[ACTION ITEM]: Take the line containing "Identify each instance of the sky" and all lines after it to the end of the records, and output them exactly.

[RECORDS TO USE]:
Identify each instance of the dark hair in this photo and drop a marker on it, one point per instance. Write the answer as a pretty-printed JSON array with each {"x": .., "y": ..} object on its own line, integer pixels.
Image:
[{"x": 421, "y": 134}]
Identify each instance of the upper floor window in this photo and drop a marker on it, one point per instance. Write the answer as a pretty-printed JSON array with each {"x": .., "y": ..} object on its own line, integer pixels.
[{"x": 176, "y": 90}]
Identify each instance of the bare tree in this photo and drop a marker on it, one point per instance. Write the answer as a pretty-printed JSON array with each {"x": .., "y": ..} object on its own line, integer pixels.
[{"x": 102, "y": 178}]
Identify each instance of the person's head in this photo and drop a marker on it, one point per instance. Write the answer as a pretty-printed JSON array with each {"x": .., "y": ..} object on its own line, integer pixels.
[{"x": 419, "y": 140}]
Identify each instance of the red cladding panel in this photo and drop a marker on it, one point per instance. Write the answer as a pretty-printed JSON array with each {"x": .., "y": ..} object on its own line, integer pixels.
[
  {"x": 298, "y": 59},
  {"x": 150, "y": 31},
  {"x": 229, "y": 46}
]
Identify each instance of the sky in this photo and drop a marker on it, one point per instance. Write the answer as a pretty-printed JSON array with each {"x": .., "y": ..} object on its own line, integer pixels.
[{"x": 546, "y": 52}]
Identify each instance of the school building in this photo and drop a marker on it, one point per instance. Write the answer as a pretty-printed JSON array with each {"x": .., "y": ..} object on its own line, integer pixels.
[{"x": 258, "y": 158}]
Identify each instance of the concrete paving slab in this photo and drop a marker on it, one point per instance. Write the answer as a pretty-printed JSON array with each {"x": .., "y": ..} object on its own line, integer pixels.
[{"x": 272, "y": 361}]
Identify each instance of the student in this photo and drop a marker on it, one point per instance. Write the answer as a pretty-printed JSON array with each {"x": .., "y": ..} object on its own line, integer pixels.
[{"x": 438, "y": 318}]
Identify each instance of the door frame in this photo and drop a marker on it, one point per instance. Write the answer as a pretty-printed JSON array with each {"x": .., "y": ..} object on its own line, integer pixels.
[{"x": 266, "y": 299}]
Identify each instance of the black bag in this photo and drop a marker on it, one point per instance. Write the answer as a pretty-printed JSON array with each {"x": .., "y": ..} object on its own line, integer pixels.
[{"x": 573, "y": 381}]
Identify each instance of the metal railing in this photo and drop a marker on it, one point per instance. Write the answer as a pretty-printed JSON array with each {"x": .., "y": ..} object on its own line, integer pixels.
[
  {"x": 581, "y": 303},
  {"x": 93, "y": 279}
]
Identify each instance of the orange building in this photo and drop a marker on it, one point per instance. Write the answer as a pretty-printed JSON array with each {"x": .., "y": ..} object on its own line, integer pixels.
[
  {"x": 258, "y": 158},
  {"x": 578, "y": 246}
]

[SOLUTION TO THIS EXERCISE]:
Identify each instance of the sky in this photo and drop a marker on it, one point per instance. Write the answer as a pretty-printed JSON array with each {"x": .., "y": ..} object on its own line, integer pixels.
[{"x": 546, "y": 52}]
Identify each instance of the school building in this photo and drop a marker on it, one point per instance. Write the answer as a pretty-printed JSON array with each {"x": .., "y": ..} object on its own line, integer pixels.
[{"x": 258, "y": 158}]
Identify each instance of the concrete paving slab in this photo and drop a marker on it, one point per instance. Write the answer as a pretty-printed JSON array with each {"x": .., "y": ..} object on its own line, integer pixels.
[{"x": 272, "y": 361}]
Identify each instance of the student in this photo and drop a marker on it, one point per instance. Write the answer as a pretty-printed JSON array with each {"x": .., "y": ..} object on its own line, integer pixels.
[{"x": 438, "y": 318}]
Identify each instance of the door frame in this photo and drop a marker on it, one point per instance. Write the answer as a pretty-printed JSON array with each {"x": .., "y": ..} object on its own line, integer pixels.
[{"x": 266, "y": 299}]
Identify each instance of the black bag in this photo and drop a marker on it, one point per instance. Write the answer as a pretty-printed JSON array with each {"x": .., "y": ..} object on its own line, integer pixels.
[{"x": 573, "y": 381}]
Identify each instance of the metal railing in this photo and drop a marker on it, one point per instance. Write the answer as a pretty-printed JSON array with each {"x": .., "y": ..} object on its own line, integer pixels.
[
  {"x": 581, "y": 303},
  {"x": 93, "y": 279}
]
Identify each instance of the orange building in this photo and drop a marker on it, one point per instance. Write the answer as a pretty-printed JSON array with each {"x": .., "y": ..} object on its own line, integer pixels.
[
  {"x": 258, "y": 158},
  {"x": 578, "y": 246}
]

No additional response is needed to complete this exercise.